EXERCISE BRIEF: Return, word for word, the part of the e-liquid mixing thread below from "So I'm not yet" to "taste like apple.".

# Blending



## BuzzGlo (2/4/15)

So I'm not yet into the DIY yet but after buying my mod and tanks I had minimal cash for juice. 

I purchased 5 bottles of liquids which tasted great on a dripper as a noob but didnt work well for an adv. 

So as you do I started mixing. which led me to an amazing mix which a few other people enjoyed
@Jakey being one of them. He complained that there was too much mango but he says that about all my juice. I think all of his juices taste like apple. 

Hence this thread for the liquids that steep for ages and need to find a way back into our tanks and drippers. 

Please post awesome mixes that you have made or comment on how to improve.


----------



## BuzzGlo (2/4/15)

Silver said:


> Interesting combo @BuzzGlo
> I have tried adding menthol concentrate to my VM Banana Cream before and really didnt like it at all. I prefer the menthol with strawberry or other mixed fruits. Not sure if it was the banana or the cream part of banana cream - but it didnt taste nice. I see your mix includes banana cinnamon. Maybe the cinammon makes it better. How much of the Straws Menthol do you put in?



Jee wiz cant remember exact amounts but I had about 8ml of straw menthol that i hated on its own. This went into a 20ml (holds 25ml to the top)

Topped it up with VK4 6ml about 2ml 
topped it up with vanilla to the top 15 ml
Realized I grabbed the wrong bottle ( I intended to use mango ) 

Split the mix 50/50 between 2 bottles. 

Been adding mango to the mix as and when i Filled, which was nicer and then yesterday I tried bananna cinamon and mango and vg. Which a few people loved. 

I'm out of these flavours vanilla and straw menthol now thinking of grabbing some to try and perfect this. 

So my next mix I'd be making 5 ml batches to see what works. 

The plan 
0.5ml mango (0mg)
0.5ml banana cinnamon (6mg)
0.5ml Vk4 (6mg)
1.5ml strawberry menthol (0mg)
1 ml vanilla (0mg)

I'm not sure the vk is needed and would prefer an alternative to topQ straw menthol it somehow hurts my chest on its own, but its not as bad in this mix.


----------

SUPPLIED ENTRIES:
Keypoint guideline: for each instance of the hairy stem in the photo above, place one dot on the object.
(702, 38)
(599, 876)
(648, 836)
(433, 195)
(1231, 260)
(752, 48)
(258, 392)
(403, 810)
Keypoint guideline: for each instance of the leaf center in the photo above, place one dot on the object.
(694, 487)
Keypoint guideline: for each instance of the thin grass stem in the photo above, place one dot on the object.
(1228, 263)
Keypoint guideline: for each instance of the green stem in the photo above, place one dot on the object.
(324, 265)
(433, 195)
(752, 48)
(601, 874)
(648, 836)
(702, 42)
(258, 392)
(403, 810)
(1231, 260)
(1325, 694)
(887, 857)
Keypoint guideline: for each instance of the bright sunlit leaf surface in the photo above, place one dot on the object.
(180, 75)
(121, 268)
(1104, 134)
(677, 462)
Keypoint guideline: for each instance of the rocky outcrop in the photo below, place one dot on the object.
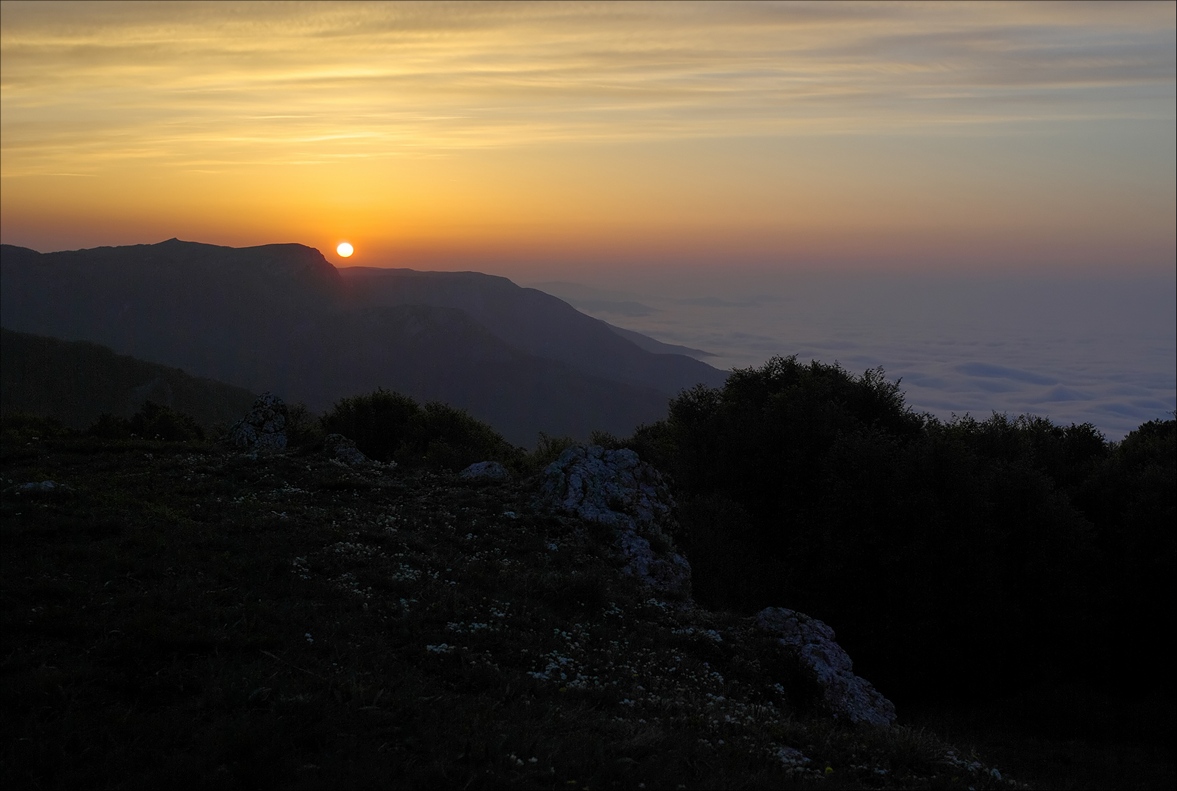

RESULT:
So I'm not yet into the DIY yet but after buying my mod and tanks I had minimal cash for juice. 

I purchased 5 bottles of liquids which tasted great on a dripper as a noob but didnt work well for an adv. 

So as you do I started mixing. which led me to an amazing mix which a few other people enjoyed
@Jakey being one of them. He complained that there was too much mango but he says that about all my juice. I think all of his juices taste like apple.